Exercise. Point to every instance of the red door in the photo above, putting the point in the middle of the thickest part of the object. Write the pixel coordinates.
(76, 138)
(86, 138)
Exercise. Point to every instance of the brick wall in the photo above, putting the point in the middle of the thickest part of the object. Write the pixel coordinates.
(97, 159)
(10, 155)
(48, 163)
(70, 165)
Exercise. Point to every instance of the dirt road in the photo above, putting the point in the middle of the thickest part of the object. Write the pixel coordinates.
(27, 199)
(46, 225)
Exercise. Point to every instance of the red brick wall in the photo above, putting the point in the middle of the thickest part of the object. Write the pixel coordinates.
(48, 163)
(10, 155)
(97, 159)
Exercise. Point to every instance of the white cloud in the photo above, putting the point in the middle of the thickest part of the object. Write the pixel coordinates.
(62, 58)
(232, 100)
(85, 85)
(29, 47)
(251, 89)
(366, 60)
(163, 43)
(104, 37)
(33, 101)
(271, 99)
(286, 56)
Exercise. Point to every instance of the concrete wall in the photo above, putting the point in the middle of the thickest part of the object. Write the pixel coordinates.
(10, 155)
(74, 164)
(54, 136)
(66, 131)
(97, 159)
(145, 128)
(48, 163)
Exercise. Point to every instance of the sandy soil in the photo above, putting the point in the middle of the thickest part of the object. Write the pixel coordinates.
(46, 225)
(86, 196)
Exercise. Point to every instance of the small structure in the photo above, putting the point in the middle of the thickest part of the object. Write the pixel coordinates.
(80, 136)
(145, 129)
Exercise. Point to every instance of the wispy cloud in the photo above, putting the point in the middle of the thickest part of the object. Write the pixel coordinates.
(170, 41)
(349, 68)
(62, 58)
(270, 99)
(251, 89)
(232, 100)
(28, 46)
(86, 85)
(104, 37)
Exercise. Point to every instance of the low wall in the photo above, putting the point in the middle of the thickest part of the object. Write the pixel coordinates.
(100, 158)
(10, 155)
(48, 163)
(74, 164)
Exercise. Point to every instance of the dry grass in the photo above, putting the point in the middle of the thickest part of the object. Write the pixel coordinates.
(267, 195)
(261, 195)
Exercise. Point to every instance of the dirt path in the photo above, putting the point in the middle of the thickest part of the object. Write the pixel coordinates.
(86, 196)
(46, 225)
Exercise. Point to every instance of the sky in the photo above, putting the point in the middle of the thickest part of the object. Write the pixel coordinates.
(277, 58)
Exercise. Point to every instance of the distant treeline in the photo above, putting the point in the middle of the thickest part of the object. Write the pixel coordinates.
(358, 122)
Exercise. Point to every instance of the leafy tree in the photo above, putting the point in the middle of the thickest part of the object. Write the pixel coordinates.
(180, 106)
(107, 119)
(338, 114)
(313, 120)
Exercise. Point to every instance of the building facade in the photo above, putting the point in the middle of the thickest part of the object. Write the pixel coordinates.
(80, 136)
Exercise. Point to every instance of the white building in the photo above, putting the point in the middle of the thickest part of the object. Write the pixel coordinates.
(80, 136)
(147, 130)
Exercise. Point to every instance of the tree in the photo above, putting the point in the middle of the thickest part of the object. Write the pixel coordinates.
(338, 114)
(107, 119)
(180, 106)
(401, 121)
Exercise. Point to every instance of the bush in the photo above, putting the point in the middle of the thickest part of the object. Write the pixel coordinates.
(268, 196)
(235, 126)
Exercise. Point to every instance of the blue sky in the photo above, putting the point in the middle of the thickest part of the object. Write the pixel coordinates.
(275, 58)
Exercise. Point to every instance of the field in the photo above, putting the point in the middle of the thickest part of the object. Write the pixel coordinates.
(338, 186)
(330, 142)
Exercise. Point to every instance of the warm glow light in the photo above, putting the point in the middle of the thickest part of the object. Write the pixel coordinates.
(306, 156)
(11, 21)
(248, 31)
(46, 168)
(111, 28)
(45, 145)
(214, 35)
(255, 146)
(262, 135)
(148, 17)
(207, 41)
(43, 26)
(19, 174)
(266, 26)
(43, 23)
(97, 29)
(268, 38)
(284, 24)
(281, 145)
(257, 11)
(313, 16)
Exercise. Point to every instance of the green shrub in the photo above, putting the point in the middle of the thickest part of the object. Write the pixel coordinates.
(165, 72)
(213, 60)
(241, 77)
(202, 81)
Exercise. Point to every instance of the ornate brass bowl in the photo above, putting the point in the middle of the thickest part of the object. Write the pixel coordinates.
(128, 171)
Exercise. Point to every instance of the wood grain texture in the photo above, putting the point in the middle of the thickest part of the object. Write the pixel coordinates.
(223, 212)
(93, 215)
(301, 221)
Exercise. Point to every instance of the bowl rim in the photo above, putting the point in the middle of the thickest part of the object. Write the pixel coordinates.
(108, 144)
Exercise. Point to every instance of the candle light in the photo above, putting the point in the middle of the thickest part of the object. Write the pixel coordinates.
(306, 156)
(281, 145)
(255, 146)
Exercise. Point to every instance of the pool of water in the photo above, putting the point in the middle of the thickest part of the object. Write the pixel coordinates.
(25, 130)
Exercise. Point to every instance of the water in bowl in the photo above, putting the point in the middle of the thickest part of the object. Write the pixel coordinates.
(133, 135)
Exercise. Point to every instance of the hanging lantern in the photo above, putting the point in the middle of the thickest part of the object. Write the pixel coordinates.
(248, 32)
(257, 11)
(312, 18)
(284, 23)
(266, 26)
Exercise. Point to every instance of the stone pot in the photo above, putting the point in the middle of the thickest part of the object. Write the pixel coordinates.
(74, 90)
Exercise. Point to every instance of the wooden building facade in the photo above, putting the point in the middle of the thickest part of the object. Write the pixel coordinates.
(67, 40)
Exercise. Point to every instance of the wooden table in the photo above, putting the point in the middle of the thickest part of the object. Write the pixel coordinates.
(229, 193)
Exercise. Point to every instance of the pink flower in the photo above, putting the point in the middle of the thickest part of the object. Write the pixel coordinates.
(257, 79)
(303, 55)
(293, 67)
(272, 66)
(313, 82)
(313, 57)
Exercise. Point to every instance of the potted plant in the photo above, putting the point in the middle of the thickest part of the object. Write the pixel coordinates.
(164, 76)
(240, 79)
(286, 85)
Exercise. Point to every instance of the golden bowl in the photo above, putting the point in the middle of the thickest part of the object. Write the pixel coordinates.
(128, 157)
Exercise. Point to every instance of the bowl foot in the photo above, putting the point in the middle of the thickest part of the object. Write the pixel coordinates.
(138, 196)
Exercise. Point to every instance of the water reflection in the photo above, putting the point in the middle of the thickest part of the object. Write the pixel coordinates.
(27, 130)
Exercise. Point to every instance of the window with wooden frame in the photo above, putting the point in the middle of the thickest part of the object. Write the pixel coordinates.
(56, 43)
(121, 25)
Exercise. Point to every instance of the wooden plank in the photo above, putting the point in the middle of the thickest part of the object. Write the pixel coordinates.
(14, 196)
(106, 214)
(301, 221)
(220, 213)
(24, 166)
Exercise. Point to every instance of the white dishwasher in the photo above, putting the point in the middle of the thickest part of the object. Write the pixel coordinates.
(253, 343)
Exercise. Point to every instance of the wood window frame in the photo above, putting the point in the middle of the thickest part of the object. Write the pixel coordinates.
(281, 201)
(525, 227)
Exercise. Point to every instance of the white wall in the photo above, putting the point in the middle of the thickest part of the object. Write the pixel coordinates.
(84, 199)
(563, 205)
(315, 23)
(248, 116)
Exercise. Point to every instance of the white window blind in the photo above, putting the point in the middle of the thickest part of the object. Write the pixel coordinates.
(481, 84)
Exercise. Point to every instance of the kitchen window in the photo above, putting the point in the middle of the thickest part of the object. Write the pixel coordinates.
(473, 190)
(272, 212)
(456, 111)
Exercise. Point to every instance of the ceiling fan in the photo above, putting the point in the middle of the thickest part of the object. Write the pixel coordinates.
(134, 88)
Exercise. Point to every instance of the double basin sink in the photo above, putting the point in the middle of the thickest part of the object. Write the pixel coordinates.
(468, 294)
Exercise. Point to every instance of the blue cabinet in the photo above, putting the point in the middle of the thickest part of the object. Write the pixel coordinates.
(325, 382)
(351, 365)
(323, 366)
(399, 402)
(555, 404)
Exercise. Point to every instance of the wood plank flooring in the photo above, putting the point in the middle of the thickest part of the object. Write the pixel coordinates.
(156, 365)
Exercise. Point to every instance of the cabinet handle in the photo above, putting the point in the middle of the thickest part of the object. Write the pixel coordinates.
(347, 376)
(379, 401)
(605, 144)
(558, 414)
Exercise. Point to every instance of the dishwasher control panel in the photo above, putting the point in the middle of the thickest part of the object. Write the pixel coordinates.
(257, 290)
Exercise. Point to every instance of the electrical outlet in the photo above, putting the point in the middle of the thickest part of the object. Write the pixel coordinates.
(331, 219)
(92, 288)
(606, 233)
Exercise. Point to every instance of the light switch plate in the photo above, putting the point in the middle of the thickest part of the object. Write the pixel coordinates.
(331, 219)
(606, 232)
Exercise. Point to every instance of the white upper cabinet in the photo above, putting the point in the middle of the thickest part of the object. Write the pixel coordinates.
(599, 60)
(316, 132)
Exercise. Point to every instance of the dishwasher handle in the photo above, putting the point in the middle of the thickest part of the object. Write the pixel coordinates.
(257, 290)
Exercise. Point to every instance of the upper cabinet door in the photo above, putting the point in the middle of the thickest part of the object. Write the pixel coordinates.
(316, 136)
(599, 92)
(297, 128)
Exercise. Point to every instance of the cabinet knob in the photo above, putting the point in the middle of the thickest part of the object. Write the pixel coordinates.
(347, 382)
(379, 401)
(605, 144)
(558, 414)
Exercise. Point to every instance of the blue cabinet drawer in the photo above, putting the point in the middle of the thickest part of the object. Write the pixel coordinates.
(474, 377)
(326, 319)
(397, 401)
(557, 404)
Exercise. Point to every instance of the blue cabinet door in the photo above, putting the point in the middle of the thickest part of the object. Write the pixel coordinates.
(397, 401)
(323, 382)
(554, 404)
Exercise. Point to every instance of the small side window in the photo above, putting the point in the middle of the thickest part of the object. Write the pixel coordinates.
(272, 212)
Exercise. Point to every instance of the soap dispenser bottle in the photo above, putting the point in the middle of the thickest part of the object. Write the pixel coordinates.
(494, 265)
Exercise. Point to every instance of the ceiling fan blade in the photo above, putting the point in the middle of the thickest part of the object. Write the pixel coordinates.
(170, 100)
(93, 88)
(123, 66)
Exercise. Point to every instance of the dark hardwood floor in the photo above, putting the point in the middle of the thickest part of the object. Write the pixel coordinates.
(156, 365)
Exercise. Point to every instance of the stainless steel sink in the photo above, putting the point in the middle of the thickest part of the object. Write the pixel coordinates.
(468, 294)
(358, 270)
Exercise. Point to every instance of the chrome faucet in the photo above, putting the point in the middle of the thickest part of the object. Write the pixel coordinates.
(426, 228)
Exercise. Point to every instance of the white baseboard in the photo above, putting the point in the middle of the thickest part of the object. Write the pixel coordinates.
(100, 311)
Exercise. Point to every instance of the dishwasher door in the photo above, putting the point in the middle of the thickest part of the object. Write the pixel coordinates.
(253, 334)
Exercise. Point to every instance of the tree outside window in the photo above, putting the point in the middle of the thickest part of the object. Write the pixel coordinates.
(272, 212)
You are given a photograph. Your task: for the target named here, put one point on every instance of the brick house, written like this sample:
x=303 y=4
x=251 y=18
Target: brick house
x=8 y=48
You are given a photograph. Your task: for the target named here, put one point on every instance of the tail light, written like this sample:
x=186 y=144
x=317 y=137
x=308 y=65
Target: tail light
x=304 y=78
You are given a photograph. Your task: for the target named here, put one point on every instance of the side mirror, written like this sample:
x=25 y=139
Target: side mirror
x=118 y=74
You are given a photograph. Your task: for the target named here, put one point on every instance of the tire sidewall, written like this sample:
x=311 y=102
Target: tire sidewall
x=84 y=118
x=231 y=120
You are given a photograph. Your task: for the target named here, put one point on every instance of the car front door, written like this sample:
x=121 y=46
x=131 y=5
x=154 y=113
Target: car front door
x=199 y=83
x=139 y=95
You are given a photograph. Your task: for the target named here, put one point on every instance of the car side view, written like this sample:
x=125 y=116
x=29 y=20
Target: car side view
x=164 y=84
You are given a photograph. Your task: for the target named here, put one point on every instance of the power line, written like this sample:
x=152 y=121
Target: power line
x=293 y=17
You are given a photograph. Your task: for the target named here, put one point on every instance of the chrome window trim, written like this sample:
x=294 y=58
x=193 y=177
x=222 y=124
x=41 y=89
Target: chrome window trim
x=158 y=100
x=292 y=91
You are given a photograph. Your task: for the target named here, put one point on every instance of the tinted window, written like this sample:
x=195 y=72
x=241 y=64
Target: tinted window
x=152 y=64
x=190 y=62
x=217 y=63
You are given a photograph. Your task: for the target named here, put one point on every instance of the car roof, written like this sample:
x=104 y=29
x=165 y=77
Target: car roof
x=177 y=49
########################################
The range runs from the line with "Target: car front door" to the last line of the entries above, both included. Restate it word for word.

* REPLY:
Target: car front door
x=199 y=83
x=139 y=95
You are given a photograph. Your task: for the target named here, put one point on every instance of the car side view, written like this sample:
x=125 y=116
x=29 y=20
Target: car side view
x=164 y=84
You are given a photograph. Your task: for the target named here, put one point on every instance of the power line, written like this sample:
x=152 y=121
Target: power line
x=293 y=17
You are given a photograph. Your task: for the target named here, put one point on every instance of the chrome window trim, written like this sample:
x=294 y=58
x=193 y=177
x=222 y=124
x=41 y=89
Target: chrome window trim
x=158 y=100
x=292 y=91
You are given a photograph. Your task: for the target named here, put one point on every instance of the tinted window, written like this sample:
x=195 y=72
x=241 y=64
Target: tinted window
x=152 y=64
x=190 y=62
x=217 y=63
You are given a photograph. Your task: for the target named here, put one point on every instance of the car roof, written like this sample:
x=104 y=29
x=165 y=77
Target: car roof
x=177 y=49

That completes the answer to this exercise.